> **Set problem**: Reproduce every one of the items below word for word, without changing or leaving out anything.

— START Records for the exercise —

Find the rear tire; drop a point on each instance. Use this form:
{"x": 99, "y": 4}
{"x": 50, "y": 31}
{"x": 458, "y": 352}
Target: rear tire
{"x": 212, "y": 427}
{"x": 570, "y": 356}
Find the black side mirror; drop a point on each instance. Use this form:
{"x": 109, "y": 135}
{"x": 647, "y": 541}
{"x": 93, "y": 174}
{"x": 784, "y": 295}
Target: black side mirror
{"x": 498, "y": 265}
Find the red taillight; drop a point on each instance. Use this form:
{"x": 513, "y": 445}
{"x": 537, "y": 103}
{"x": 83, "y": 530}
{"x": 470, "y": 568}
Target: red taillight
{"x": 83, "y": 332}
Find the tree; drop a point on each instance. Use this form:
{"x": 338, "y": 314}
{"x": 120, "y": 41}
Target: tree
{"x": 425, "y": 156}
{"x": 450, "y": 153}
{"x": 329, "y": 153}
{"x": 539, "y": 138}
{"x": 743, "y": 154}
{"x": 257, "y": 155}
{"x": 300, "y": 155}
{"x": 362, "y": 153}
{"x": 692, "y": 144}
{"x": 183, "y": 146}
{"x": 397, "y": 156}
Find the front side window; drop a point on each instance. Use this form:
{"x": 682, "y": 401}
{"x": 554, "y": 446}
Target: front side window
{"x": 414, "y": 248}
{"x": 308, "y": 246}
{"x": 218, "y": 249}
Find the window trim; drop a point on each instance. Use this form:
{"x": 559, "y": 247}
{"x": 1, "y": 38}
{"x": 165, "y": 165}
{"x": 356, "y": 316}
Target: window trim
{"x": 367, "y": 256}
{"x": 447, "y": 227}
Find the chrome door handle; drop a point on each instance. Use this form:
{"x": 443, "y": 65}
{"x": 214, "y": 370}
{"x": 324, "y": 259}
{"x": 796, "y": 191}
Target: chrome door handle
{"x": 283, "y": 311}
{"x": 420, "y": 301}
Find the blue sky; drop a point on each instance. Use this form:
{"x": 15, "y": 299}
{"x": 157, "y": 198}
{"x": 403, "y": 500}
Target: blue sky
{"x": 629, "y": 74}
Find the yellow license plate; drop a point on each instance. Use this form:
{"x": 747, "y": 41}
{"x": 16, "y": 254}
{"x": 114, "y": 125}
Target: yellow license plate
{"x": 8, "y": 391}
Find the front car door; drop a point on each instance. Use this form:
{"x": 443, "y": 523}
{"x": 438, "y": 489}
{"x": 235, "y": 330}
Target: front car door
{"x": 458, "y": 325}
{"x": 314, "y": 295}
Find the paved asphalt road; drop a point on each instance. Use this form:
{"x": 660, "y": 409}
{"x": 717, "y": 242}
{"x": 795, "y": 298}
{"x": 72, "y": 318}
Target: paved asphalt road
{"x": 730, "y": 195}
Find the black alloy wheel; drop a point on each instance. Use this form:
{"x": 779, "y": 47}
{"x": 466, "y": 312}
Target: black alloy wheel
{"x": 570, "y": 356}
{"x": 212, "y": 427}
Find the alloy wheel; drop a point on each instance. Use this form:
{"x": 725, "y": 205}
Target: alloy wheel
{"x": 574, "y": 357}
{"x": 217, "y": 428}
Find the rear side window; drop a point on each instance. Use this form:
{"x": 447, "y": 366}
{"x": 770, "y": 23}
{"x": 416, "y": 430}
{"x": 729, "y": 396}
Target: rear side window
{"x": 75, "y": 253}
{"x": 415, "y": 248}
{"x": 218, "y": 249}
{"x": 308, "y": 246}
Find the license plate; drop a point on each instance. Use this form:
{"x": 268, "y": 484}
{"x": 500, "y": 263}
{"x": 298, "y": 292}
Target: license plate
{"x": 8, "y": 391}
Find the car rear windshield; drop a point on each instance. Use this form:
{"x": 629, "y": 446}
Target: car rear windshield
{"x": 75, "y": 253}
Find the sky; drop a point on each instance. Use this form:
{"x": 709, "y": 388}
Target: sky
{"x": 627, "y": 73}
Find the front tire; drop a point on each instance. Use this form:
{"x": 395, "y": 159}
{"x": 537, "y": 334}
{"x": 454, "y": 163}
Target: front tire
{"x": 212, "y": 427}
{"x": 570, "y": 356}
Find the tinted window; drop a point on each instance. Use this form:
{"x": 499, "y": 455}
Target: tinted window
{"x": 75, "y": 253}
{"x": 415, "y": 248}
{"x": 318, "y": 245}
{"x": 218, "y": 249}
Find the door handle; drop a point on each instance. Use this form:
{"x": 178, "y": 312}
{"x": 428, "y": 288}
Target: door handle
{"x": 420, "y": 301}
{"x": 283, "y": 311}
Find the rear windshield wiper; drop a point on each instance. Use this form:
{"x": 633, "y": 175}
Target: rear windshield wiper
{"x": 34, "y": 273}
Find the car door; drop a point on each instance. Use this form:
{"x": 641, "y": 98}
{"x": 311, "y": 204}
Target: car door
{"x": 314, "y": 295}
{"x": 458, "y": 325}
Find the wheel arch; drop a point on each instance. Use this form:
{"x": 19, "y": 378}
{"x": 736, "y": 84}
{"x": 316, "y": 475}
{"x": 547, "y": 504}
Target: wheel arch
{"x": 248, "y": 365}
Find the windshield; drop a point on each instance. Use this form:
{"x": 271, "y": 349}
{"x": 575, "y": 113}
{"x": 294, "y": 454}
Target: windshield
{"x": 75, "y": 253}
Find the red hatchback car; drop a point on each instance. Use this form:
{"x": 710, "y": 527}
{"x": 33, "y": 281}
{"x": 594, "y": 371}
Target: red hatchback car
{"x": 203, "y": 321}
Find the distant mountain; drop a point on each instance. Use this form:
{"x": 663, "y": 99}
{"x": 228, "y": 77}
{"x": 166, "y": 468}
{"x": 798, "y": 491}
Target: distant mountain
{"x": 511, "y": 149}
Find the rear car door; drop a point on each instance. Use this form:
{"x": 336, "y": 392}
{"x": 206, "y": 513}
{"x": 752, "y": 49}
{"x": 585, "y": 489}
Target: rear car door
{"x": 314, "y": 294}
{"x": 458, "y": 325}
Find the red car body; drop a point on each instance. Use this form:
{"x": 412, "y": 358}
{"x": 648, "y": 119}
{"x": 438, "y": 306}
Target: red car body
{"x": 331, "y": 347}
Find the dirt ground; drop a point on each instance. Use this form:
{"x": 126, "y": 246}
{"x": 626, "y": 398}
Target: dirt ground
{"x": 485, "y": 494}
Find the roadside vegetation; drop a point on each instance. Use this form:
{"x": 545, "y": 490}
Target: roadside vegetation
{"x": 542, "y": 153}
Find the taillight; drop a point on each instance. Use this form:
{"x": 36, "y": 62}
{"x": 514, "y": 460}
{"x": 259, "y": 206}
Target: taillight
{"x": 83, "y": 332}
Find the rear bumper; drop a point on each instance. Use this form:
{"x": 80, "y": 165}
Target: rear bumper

— END Records for the exercise —

> **Answer to the exercise**:
Find the rear tire; drop a point on each instance. Use this form:
{"x": 99, "y": 4}
{"x": 50, "y": 31}
{"x": 458, "y": 352}
Target: rear tire
{"x": 212, "y": 427}
{"x": 570, "y": 356}
Find the black side mirror; drop a point on each instance. Use this form:
{"x": 109, "y": 135}
{"x": 647, "y": 541}
{"x": 93, "y": 174}
{"x": 784, "y": 295}
Target: black side mirror
{"x": 498, "y": 265}
Find the red taillight; drop a point on each instance. Use this form:
{"x": 513, "y": 445}
{"x": 537, "y": 103}
{"x": 83, "y": 530}
{"x": 470, "y": 568}
Target: red taillight
{"x": 83, "y": 332}
Find the tree; drop a point on each instance. Use this form:
{"x": 338, "y": 314}
{"x": 120, "y": 41}
Target: tree
{"x": 425, "y": 156}
{"x": 450, "y": 153}
{"x": 329, "y": 153}
{"x": 539, "y": 138}
{"x": 743, "y": 154}
{"x": 257, "y": 155}
{"x": 300, "y": 155}
{"x": 362, "y": 153}
{"x": 692, "y": 144}
{"x": 183, "y": 146}
{"x": 397, "y": 156}
Find the front side window; drop a point on each instance. Use this form:
{"x": 682, "y": 401}
{"x": 554, "y": 446}
Target: front side window
{"x": 414, "y": 248}
{"x": 308, "y": 246}
{"x": 218, "y": 249}
Find the window trim; drop a point on each instance. Use this form:
{"x": 559, "y": 247}
{"x": 1, "y": 38}
{"x": 165, "y": 165}
{"x": 356, "y": 316}
Target: window trim
{"x": 367, "y": 256}
{"x": 447, "y": 227}
Find the chrome door handle; drop a point on each instance. Use this form:
{"x": 443, "y": 65}
{"x": 214, "y": 370}
{"x": 324, "y": 259}
{"x": 796, "y": 191}
Target: chrome door handle
{"x": 283, "y": 311}
{"x": 420, "y": 301}
Find the blue sky; drop a point on each instance. Use this form:
{"x": 15, "y": 299}
{"x": 157, "y": 198}
{"x": 403, "y": 500}
Target: blue sky
{"x": 629, "y": 74}
Find the yellow license plate; drop a point on each instance. Use this form:
{"x": 747, "y": 41}
{"x": 16, "y": 254}
{"x": 114, "y": 125}
Target: yellow license plate
{"x": 8, "y": 391}
Find the front car door; drop a point on each instance. Use this form:
{"x": 443, "y": 523}
{"x": 438, "y": 489}
{"x": 235, "y": 330}
Target: front car door
{"x": 458, "y": 325}
{"x": 314, "y": 295}
Find the paved asphalt road; drop a point on each instance. Use this form:
{"x": 660, "y": 409}
{"x": 717, "y": 242}
{"x": 795, "y": 298}
{"x": 72, "y": 318}
Target: paved asphalt road
{"x": 730, "y": 195}
Find the black alloy wheel; drop a point on each instance. Use this form:
{"x": 779, "y": 47}
{"x": 466, "y": 312}
Target: black alloy wheel
{"x": 570, "y": 356}
{"x": 212, "y": 427}
Find the alloy wheel; drop a point on each instance. Use this form:
{"x": 725, "y": 205}
Target: alloy wheel
{"x": 574, "y": 357}
{"x": 217, "y": 428}
Find the rear side window; drop a point on each instance. Use this form:
{"x": 447, "y": 366}
{"x": 770, "y": 23}
{"x": 416, "y": 430}
{"x": 729, "y": 396}
Target: rear side window
{"x": 75, "y": 253}
{"x": 415, "y": 248}
{"x": 218, "y": 249}
{"x": 308, "y": 246}
Find the license plate; drop a point on each instance. Use this form:
{"x": 268, "y": 484}
{"x": 500, "y": 263}
{"x": 298, "y": 292}
Target: license plate
{"x": 8, "y": 391}
Find the car rear windshield; drop a point on each instance. Use this form:
{"x": 629, "y": 446}
Target: car rear windshield
{"x": 75, "y": 253}
Find the sky; drop a point on each instance. Use this form:
{"x": 709, "y": 388}
Target: sky
{"x": 627, "y": 73}
Find the front tire; drop a point on each instance. Use this form:
{"x": 395, "y": 159}
{"x": 537, "y": 334}
{"x": 454, "y": 163}
Target: front tire
{"x": 212, "y": 427}
{"x": 570, "y": 356}
Find the tinted window; drop a point on each instance. Use this form:
{"x": 499, "y": 455}
Target: tinted window
{"x": 75, "y": 253}
{"x": 415, "y": 248}
{"x": 318, "y": 245}
{"x": 218, "y": 249}
Find the door handle; drop a point on each instance. Use this form:
{"x": 178, "y": 312}
{"x": 428, "y": 288}
Target: door handle
{"x": 420, "y": 301}
{"x": 283, "y": 311}
Find the rear windshield wiper; drop a point on each instance. Use this form:
{"x": 633, "y": 175}
Target: rear windshield wiper
{"x": 34, "y": 273}
Find the car door; drop a point on each instance. Use this form:
{"x": 641, "y": 98}
{"x": 311, "y": 204}
Target: car door
{"x": 314, "y": 295}
{"x": 458, "y": 325}
Find the wheel arch; drop a point on each instance. Use this form:
{"x": 19, "y": 378}
{"x": 736, "y": 84}
{"x": 316, "y": 475}
{"x": 547, "y": 504}
Target: wheel arch
{"x": 248, "y": 365}
Find the windshield; drop a point on each instance. Use this form:
{"x": 271, "y": 349}
{"x": 575, "y": 113}
{"x": 294, "y": 454}
Target: windshield
{"x": 75, "y": 253}
Find the red hatchback car; drop a point on each instance. Use this form:
{"x": 710, "y": 527}
{"x": 33, "y": 281}
{"x": 594, "y": 371}
Target: red hatchback car
{"x": 203, "y": 321}
Find the distant mountain; drop a point on each instance. Use this form:
{"x": 663, "y": 99}
{"x": 228, "y": 77}
{"x": 166, "y": 468}
{"x": 798, "y": 491}
Target: distant mountain
{"x": 511, "y": 149}
Find the rear car door; drop a point on each instance. Use this form:
{"x": 336, "y": 392}
{"x": 206, "y": 513}
{"x": 752, "y": 49}
{"x": 585, "y": 489}
Target: rear car door
{"x": 314, "y": 294}
{"x": 458, "y": 325}
Find the red car body; drop a point on each instance. Use this form:
{"x": 412, "y": 358}
{"x": 648, "y": 119}
{"x": 438, "y": 306}
Target: red car body
{"x": 331, "y": 347}
Find the dirt ground; drop a point on each instance. Use this form:
{"x": 126, "y": 246}
{"x": 626, "y": 398}
Target: dirt ground
{"x": 485, "y": 494}
Find the roadside vegetation; drop a point on each instance. Use this form:
{"x": 545, "y": 490}
Target: roadside vegetation
{"x": 542, "y": 153}
Find the taillight; drop a point on each instance. Use this form:
{"x": 36, "y": 62}
{"x": 514, "y": 460}
{"x": 259, "y": 206}
Target: taillight
{"x": 83, "y": 332}
Find the rear bumper; drop a point on each instance. Use this form:
{"x": 80, "y": 165}
Target: rear bumper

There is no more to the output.